§ **Exercise description**: Return, word for word, the passage of the text on filming in Ticino starting with "Which main productions" and going on through "productions in Ticino.".
───── Given text ─────
Which main productions were shot recently in Ticino and what is set to be shooting in the future?
“We have recently been able to host some important sets in Ticino, also thanks to a special Covid-19 incentive covering some of the expenses related to additional health precaution costs. In 2020, for example, an impressive set featured the reconstruction of part of the life of Nobel Prize winning author Hermann Hesse (1877-1962) and other important philosophers of the early 1900s in Stefan Jäger’s Monte Verità (tellfilm, Zurich). The Monte Verità, an idyllic hill above the town of Ascona and Lake Maggiore, was once a privileged destination for cultural gatherings. In addition to such productions from abroad, the last months saw the shootings of some local productions in Ticino.
This year, we are planning some important shootings of Swiss films in German language as well as the project of an Italian box-office winning director.”
Filming “Monte Verità” by Stefan Jäger ©tellfilm
What’s the biggest production you have ever supported in Ticino?
“The biggest production of the last five years is definitely the Italian film Mister Felicità by Alessandro Siani, which shooting took place in Ticino in 2016. The production shot some scenes of the film in the city of Lugano, involving the streets of the city center, the LAC Museum and concert center, and the Lugano Cathedral, changing the city appearance completely for a couple of days.”
“Mister Felicità” by Alessandro Siani shooting in front of the Cathedral of Lugano
What makes Ticino a unique place for filming?
“The variety of the territory and a microclimate environment give the small Canton of Ticino a thousand facets. From the high Swiss mountains to the lakes surrounded by palm trees in one hour drive, in total security. Ticino amazes for its diverse and contrasting landscapes, ideal settings for a multitude of screenplays. At a logistical level, the south of Switzerland proves to be an ideal place for filming thanks to the proximity of its services and easy and safe access to even the most remote places. Those who produce their projects here not only take away with them the memory of picturesque, little-known locations, but also of professional and friendly crews, cooperative locals, municipalities and authorities, simplicity and a warm welcome.”
───── Data listing ─────
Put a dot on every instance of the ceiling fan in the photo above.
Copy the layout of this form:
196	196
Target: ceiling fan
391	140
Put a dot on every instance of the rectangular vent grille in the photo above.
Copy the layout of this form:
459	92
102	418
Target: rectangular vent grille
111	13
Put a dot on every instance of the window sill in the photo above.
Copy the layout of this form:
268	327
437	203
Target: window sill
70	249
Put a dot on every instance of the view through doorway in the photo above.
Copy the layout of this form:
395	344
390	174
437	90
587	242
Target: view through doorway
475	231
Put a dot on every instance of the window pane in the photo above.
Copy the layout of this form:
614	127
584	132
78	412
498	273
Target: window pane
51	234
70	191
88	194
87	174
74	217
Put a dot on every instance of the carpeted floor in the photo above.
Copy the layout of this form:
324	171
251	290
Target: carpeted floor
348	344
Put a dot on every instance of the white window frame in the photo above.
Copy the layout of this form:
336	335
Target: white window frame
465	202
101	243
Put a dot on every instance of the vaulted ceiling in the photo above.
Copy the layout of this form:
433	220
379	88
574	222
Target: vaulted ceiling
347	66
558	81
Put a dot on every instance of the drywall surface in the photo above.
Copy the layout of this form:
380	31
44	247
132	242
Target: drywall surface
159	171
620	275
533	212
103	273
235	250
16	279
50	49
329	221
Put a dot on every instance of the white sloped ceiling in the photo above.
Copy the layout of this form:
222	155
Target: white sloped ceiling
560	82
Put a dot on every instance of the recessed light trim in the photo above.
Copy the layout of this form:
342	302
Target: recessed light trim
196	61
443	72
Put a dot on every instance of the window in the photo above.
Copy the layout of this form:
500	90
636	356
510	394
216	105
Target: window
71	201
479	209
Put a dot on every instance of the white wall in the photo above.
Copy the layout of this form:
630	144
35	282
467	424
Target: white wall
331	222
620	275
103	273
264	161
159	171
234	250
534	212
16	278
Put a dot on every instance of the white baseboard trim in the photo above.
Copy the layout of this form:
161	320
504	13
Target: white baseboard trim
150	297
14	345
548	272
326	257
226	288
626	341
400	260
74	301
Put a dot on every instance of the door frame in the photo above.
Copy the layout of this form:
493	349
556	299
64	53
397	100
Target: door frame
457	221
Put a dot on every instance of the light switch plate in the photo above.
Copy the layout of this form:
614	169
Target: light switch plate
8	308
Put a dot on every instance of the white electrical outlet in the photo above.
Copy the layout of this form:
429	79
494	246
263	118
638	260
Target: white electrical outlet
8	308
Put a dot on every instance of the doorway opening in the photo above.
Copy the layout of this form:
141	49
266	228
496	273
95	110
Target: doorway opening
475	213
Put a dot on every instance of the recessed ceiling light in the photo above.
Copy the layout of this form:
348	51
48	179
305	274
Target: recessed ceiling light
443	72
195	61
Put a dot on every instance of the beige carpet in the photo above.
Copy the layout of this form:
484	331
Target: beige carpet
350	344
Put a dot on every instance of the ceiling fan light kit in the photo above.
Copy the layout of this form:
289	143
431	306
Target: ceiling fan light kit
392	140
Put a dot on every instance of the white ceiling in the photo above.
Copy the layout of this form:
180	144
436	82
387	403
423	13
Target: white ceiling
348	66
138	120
─────
§ **Exercise answer**:
Which main productions were shot recently in Ticino and what is set to be shooting in the future?
“We have recently been able to host some important sets in Ticino, also thanks to a special Covid-19 incentive covering some of the expenses related to additional health precaution costs. In 2020, for example, an impressive set featured the reconstruction of part of the life of Nobel Prize winning author Hermann Hesse (1877-1962) and other important philosophers of the early 1900s in Stefan Jäger’s Monte Verità (tellfilm, Zurich). The Monte Verità, an idyllic hill above the town of Ascona and Lake Maggiore, was once a privileged destination for cultural gatherings. In addition to such productions from abroad, the last months saw the shootings of some local productions in Ticino.